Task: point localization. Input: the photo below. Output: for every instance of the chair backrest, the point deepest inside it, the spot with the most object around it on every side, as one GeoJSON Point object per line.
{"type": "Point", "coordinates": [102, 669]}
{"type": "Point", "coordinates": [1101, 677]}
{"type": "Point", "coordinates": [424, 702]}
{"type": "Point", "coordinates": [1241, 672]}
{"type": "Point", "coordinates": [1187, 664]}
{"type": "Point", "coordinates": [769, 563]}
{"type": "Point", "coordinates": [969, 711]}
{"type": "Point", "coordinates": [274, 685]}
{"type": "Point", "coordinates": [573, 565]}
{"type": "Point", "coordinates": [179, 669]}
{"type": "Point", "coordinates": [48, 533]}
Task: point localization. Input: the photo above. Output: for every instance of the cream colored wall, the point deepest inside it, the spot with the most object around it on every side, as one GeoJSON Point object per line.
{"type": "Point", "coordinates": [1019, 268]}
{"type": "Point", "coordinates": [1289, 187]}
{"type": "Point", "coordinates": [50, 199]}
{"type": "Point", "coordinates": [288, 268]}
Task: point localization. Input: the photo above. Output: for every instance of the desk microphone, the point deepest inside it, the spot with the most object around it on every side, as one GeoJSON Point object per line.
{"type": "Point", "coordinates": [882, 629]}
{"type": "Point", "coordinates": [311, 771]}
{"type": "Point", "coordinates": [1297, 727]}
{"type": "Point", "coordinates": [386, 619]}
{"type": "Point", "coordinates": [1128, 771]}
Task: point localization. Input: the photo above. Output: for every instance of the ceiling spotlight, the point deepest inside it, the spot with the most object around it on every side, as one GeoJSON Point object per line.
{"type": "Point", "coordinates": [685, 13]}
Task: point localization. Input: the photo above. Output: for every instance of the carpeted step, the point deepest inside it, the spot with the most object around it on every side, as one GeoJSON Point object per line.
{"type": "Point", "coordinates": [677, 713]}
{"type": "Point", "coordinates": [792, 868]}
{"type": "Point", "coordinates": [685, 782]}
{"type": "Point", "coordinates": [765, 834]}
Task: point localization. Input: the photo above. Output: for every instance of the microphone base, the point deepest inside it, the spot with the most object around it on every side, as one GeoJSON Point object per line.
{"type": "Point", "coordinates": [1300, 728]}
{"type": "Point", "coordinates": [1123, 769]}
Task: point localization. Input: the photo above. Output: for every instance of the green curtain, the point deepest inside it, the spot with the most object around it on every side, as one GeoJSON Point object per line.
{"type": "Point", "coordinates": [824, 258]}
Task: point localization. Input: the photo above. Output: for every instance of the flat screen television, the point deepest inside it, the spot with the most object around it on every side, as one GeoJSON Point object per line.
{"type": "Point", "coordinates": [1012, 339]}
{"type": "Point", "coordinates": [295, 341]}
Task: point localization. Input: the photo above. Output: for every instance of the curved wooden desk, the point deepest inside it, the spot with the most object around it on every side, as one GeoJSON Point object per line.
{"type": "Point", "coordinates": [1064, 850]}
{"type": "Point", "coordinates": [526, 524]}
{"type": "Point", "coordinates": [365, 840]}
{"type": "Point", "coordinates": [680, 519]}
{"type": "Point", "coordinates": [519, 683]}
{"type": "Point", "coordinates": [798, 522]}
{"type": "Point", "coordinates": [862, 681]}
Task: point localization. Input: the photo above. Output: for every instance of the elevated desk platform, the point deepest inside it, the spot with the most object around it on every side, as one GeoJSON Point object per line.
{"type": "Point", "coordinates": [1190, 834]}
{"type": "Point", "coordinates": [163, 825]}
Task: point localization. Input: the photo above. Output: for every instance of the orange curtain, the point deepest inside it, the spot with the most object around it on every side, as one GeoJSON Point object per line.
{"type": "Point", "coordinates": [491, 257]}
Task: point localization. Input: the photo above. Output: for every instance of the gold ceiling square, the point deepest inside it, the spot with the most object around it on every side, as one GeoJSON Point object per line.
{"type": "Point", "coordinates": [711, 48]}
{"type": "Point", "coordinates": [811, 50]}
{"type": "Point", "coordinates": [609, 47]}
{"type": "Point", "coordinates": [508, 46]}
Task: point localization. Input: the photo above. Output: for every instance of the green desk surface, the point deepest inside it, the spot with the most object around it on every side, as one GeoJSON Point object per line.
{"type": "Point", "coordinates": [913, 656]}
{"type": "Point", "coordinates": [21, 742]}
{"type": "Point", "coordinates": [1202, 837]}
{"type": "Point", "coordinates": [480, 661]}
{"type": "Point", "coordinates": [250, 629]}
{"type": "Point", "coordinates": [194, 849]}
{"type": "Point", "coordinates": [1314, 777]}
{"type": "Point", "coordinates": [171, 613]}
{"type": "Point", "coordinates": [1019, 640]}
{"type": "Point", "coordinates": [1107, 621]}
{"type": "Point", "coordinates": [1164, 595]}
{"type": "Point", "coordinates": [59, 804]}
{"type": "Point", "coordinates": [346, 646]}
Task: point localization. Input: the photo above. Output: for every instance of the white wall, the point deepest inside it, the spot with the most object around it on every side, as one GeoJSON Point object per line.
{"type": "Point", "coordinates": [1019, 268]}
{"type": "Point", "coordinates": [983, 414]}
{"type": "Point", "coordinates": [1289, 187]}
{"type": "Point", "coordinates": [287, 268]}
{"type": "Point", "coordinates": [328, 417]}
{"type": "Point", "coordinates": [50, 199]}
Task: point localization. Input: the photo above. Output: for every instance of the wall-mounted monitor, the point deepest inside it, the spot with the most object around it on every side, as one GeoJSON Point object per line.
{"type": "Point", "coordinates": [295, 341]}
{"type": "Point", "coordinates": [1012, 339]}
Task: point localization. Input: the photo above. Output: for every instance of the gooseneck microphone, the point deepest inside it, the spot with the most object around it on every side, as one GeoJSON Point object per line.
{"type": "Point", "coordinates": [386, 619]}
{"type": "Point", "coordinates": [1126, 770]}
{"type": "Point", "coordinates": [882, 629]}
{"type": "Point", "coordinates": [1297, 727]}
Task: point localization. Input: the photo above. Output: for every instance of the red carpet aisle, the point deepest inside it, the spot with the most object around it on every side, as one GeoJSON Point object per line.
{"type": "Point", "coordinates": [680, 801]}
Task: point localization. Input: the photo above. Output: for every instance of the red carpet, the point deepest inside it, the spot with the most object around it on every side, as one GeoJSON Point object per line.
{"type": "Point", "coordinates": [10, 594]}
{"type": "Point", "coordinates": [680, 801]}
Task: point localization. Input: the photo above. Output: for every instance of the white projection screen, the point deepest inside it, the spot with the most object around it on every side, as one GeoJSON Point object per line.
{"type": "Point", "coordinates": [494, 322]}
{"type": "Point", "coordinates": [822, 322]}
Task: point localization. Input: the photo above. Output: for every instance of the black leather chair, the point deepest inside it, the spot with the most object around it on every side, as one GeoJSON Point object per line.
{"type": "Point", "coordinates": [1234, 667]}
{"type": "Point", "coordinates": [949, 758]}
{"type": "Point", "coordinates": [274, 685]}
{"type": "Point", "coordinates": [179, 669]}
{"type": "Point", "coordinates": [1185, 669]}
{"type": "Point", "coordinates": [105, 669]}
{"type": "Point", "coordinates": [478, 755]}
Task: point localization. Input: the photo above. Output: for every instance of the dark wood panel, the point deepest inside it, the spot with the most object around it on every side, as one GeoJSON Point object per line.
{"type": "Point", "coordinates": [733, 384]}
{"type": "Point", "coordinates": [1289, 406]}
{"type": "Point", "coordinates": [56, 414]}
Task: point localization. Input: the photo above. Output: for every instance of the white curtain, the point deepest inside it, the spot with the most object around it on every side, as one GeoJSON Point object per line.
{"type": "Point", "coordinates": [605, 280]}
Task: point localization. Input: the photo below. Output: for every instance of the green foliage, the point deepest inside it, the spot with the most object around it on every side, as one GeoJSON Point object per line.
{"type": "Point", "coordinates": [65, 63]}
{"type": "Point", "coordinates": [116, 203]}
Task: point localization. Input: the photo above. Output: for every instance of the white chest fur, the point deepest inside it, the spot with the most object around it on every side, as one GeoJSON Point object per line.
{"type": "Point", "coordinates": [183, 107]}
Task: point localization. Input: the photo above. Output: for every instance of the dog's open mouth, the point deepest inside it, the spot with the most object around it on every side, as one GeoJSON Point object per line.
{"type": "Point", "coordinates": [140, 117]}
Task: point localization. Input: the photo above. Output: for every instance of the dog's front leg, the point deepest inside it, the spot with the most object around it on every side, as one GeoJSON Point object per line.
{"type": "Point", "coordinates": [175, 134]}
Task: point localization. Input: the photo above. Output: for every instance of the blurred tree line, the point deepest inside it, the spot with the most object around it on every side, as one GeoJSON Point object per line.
◇ ◇ ◇ ◇ ◇ ◇ ◇
## PROBLEM REQUIREMENTS
Rewrite the material starting at the line that contains "the dog's open" and ending at the end of the material, with "blurred" changed to "hazy" and nothing else altered.

## CORRECT OUTPUT
Task: point localization. Input: the photo above. Output: for every instance of the dog's open mouth, the point deepest inside it, the spot with the most object around it on every side, as one GeoJSON Point object per line.
{"type": "Point", "coordinates": [140, 117]}
Task: point localization. Input: the photo above. Output: for every instance of the dog's front leg, the point deepest inside it, the spot with the most object around it on every side, as one GeoJSON Point object per line.
{"type": "Point", "coordinates": [175, 134]}
Task: point localization. Input: the photo above. Output: for every instance of the hazy tree line, the point deepest inside it, the spot with the most object around it on every side, as one GeoJSON Point object per line.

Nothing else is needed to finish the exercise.